§ To be done
Can you render the material as a Markdown table with the columns Row and Line, giving each line its row number? Cover only everything from the line containing "bird reflection in" down to the line containing "104 213 L 119", both included, and leave out blank lines.

§ Dataset excerpt

********

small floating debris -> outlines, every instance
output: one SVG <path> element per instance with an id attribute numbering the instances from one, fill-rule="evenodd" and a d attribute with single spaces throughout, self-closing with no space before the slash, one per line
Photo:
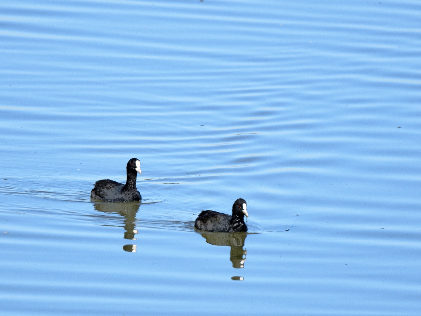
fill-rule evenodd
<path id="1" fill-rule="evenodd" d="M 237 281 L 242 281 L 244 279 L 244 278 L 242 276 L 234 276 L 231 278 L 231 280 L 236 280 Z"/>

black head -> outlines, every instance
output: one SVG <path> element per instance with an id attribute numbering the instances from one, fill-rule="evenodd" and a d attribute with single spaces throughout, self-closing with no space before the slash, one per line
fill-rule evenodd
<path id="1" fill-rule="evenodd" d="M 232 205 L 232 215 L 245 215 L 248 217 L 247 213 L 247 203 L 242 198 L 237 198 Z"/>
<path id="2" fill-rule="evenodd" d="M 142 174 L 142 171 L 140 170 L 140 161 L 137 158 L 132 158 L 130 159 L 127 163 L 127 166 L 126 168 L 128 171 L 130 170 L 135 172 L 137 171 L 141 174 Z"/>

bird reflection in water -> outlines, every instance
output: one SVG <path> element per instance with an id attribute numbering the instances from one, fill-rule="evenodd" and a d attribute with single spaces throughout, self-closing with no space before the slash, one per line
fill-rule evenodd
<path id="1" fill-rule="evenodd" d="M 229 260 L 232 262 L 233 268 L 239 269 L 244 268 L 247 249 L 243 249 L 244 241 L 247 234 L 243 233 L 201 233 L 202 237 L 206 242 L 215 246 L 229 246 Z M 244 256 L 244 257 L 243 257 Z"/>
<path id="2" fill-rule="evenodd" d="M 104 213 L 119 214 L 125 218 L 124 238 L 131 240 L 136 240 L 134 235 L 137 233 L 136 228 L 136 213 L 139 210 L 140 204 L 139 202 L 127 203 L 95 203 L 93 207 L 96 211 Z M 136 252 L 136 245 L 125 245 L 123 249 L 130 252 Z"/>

********

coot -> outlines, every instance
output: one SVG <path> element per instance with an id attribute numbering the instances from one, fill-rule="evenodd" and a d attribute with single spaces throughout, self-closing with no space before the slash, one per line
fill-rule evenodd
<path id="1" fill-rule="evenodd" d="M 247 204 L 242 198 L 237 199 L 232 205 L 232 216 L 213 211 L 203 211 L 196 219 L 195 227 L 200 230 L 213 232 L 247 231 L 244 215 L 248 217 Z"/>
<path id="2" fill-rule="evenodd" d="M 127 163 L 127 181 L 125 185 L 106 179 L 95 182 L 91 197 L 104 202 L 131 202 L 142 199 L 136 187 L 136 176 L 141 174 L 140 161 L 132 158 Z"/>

********

§ Written response
| Row | Line |
|---|---|
| 1 | bird reflection in water -> outlines, every instance |
| 2 | output: one SVG <path> element per instance with an id attribute numbering the instances from one, fill-rule="evenodd" and a d attribute with single spaces throughout, self-closing with no space before the slash, one per line |
| 3 | fill-rule evenodd |
| 4 | <path id="1" fill-rule="evenodd" d="M 229 260 L 232 262 L 233 268 L 239 269 L 244 268 L 247 249 L 243 249 L 244 241 L 247 234 L 243 233 L 201 233 L 202 237 L 206 242 L 215 246 L 229 246 Z M 244 256 L 244 257 L 243 257 Z"/> |
| 5 | <path id="2" fill-rule="evenodd" d="M 104 213 L 119 214 L 125 218 L 124 238 L 131 240 L 136 240 L 134 235 L 137 233 L 136 228 L 136 213 L 139 210 L 140 204 L 139 202 L 127 203 L 95 203 L 93 207 L 96 211 Z M 136 252 L 136 245 L 125 245 L 123 249 L 130 252 Z"/> |